Extract the listing in its entirety, keeping each line identical to the original.

★ ★ ★ ★ ★ ★ ★

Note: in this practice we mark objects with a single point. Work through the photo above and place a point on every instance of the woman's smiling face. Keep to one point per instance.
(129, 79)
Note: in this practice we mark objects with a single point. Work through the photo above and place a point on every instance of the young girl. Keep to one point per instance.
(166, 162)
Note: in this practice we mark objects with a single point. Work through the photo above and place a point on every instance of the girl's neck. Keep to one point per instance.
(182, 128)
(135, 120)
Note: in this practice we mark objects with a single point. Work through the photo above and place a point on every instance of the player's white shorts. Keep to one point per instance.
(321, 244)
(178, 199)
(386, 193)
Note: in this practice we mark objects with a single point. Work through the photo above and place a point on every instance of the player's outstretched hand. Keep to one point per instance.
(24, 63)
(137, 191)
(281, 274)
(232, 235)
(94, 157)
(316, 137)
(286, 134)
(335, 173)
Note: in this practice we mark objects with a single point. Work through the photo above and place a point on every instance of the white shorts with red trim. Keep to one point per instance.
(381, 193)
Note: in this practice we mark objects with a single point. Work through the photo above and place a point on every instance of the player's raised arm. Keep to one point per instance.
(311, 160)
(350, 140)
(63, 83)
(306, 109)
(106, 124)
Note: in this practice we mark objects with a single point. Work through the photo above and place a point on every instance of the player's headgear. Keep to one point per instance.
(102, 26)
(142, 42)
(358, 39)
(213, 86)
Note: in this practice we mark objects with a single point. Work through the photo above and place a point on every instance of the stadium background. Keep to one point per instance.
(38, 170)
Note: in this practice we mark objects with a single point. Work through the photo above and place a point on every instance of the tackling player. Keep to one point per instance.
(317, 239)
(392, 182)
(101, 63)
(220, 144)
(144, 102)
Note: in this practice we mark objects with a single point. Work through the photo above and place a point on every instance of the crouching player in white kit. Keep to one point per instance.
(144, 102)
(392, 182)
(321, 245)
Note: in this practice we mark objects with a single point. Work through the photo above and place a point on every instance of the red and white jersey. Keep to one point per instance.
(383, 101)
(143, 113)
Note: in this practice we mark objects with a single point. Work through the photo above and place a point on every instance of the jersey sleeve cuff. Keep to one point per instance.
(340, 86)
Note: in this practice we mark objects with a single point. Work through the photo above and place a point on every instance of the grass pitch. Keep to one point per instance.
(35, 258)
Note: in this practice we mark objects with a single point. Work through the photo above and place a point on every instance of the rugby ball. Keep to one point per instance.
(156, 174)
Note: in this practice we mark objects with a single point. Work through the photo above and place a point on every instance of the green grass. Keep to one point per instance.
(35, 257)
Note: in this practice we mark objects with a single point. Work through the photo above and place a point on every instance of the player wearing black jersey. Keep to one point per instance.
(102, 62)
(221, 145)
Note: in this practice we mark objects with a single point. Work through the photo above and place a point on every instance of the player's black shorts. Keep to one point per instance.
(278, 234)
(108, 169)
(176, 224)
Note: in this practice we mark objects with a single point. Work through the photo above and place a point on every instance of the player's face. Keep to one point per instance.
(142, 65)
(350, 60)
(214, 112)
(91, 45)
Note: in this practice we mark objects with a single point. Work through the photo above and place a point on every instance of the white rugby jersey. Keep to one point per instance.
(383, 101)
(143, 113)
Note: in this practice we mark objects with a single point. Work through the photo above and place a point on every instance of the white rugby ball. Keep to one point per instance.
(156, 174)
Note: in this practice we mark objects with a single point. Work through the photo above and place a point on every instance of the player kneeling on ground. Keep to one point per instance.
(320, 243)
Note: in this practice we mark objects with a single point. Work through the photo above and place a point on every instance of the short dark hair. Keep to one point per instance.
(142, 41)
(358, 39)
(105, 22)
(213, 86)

★ ★ ★ ★ ★ ★ ★

ANSWER FOR THE TASK:
Note: in this practice we mark objects with a single point. Work through the photo above and place a point on every instance of the woman's smiling face. Keep to one point per instance.
(129, 79)
Note: in this practice we mark objects with a single point. Work through the photo above and place a point on every instance of the young girl. Keep to one point per instance.
(166, 162)
Note: in this practice we mark objects with a single point. Work through the photo above and place a point on every instance of the girl's neck. Keep to one point per instance.
(182, 128)
(135, 120)
Note: in this practice we mark objects with a single point. Work through the photo above and place a point on every instance of the player's white shorts. Keep to one point per instance.
(321, 244)
(178, 199)
(386, 193)
Note: in this practice we mark objects with a single point. Work through the photo above and place a point on every instance of the player's outstretched hand. Keep to one point per instance.
(24, 63)
(137, 191)
(281, 274)
(232, 235)
(94, 157)
(316, 137)
(286, 134)
(335, 173)
Note: in this practice we mark objects with a single point. Work through the photo above and place a point on every instance of the white shorts with red trim. Keep to one point per instance.
(381, 193)
Note: in this practice we mark objects with a single point. Work through the photo above and place a point on every instance of the player's raised arm. Keep to one point per instance.
(311, 160)
(350, 140)
(63, 83)
(306, 109)
(106, 124)
Note: in this practice we mark objects with a single point. Work through the photo above and place a point on every instance of the player's headgear. Keep to one point per instance.
(102, 26)
(142, 42)
(358, 39)
(213, 86)
Note: in this practice we mark objects with a single point. Work through the photo above and place a point on every instance of the stadium background. Keep to one point per instance.
(38, 170)
Note: in this practice we mark objects with a single point. Work through the photo above and place a point on every instance of the tackling player. Keep to one point per instance.
(317, 239)
(392, 182)
(101, 63)
(220, 144)
(144, 102)
Note: in this practice we mark objects with a single point. Work through the photo above and place a point on every instance of the crouching player in white kit. Keep to one point per instance.
(144, 102)
(392, 182)
(321, 245)
Note: in this practice we mark objects with a single point. Work through the photo above and place a point on every instance of the red and white jersey. Keep to one point per instance.
(383, 101)
(143, 113)
Note: in this practice we mark objects with a single point. Work through the photo above and place a point on every instance of the jersey sleeve cuff. Keep to one point per instance.
(340, 86)
Note: in this practice we mark objects with a single point. Work through the photo above and place a point on every instance of the grass pitch. Keep to one point per instance.
(35, 258)
Note: in this practice we mark objects with a single point. Work through the photo above and place a point on every instance of the rugby ball. Keep to one point per instance.
(156, 174)
Note: in this practice we mark objects with a single point. Work through the photo above and place a point on every instance of the green grass. Keep to one point per instance.
(35, 257)
Note: in this practice we mark objects with a single point. Work through the photo above and place a point on every instance of the player wearing black jersey. Keep to one point per instance.
(102, 62)
(221, 145)
Note: in this practice we mark objects with a single point. Work through the photo above and place a point on every instance of the player's black shorts. Keep to one point per instance.
(278, 234)
(108, 169)
(176, 224)
Note: in this practice we mark objects with a single point. Work through the photo above and place a point on every instance of the player's face. Keep to one point per instance.
(142, 65)
(350, 60)
(214, 112)
(91, 45)
Note: in this practice we mark objects with a single point. Work through the photo above and place a point on every instance of the white rugby jersey. Keep to one point per instance.
(383, 101)
(143, 113)
Note: in this practice we mark objects with a single point. Work through the photo above and place a point on every instance of the white rugby ball. Keep to one point per instance.
(156, 174)
Note: in this practice we mark objects with a single point. Work through the photo above and place a point on every instance of the player kneeling on ground. Keep to one point per instance.
(320, 243)
Note: in this practice we mark objects with a single point. Work through the photo above and place a point on every instance of the short dark hair. Keep to one point per instance.
(142, 41)
(358, 39)
(105, 22)
(213, 86)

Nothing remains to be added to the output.